Instructions for the task. Set down exact lines only, from the line with "Exercise. Pick out the lily" through the last line of the material below, with every picture left out.
== Data under study ==
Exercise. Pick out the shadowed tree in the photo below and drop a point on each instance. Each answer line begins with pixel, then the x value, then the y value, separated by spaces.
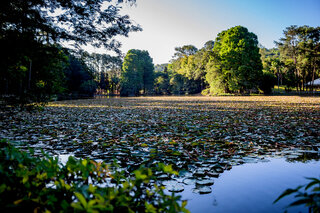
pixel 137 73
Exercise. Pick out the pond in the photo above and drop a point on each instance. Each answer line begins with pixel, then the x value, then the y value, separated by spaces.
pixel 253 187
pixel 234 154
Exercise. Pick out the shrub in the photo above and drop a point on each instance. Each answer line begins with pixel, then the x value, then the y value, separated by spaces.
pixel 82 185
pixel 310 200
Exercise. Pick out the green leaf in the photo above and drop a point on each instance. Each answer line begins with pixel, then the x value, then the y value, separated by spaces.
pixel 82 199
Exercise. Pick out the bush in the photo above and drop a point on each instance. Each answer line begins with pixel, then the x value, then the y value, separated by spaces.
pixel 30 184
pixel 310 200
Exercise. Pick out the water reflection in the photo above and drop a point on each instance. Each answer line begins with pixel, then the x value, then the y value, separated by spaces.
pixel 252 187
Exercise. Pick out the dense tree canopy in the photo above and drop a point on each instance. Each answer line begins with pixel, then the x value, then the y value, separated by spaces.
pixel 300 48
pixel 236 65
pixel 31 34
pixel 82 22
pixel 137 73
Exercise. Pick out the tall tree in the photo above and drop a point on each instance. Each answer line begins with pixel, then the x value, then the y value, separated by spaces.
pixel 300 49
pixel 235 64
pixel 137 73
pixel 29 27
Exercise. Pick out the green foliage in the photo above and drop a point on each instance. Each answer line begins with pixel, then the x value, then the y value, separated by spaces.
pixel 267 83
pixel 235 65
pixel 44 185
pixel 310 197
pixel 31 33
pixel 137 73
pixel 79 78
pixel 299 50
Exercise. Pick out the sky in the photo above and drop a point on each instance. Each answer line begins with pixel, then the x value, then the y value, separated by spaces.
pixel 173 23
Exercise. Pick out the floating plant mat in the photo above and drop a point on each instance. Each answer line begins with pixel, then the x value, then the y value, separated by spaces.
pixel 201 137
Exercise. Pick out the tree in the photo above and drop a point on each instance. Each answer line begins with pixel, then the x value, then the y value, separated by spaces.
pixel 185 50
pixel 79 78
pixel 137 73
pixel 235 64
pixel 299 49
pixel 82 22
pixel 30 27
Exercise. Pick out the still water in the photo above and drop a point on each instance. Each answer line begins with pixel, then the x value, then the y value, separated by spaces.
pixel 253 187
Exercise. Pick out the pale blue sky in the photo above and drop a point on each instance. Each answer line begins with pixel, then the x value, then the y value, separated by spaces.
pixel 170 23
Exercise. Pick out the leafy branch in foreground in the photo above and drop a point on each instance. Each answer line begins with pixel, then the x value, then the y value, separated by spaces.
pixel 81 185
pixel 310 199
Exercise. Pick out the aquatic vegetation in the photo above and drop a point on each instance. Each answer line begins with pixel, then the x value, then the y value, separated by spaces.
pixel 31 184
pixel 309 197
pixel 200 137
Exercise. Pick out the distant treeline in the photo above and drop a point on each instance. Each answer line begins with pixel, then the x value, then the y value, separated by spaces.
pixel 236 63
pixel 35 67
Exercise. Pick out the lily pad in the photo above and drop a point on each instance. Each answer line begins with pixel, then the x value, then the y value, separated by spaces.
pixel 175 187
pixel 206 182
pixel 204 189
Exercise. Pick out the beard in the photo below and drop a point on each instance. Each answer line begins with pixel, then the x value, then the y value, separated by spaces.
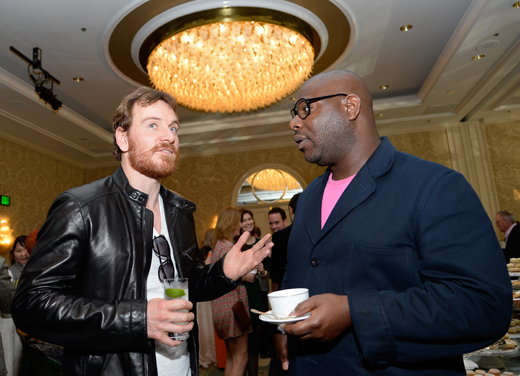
===
Exercise solution.
Exercise. Pick out the lily pad in the photo above and drop a point on each instance. Each answer line begins with pixel, then the x value, then the y value, separated by spaces.
pixel 175 187
pixel 206 182
pixel 204 189
Exercise. Pick out the beard in the photo below and drop a point on each instance. Each answer line begins with pixel, then the x value, then the y value, separated by spaces.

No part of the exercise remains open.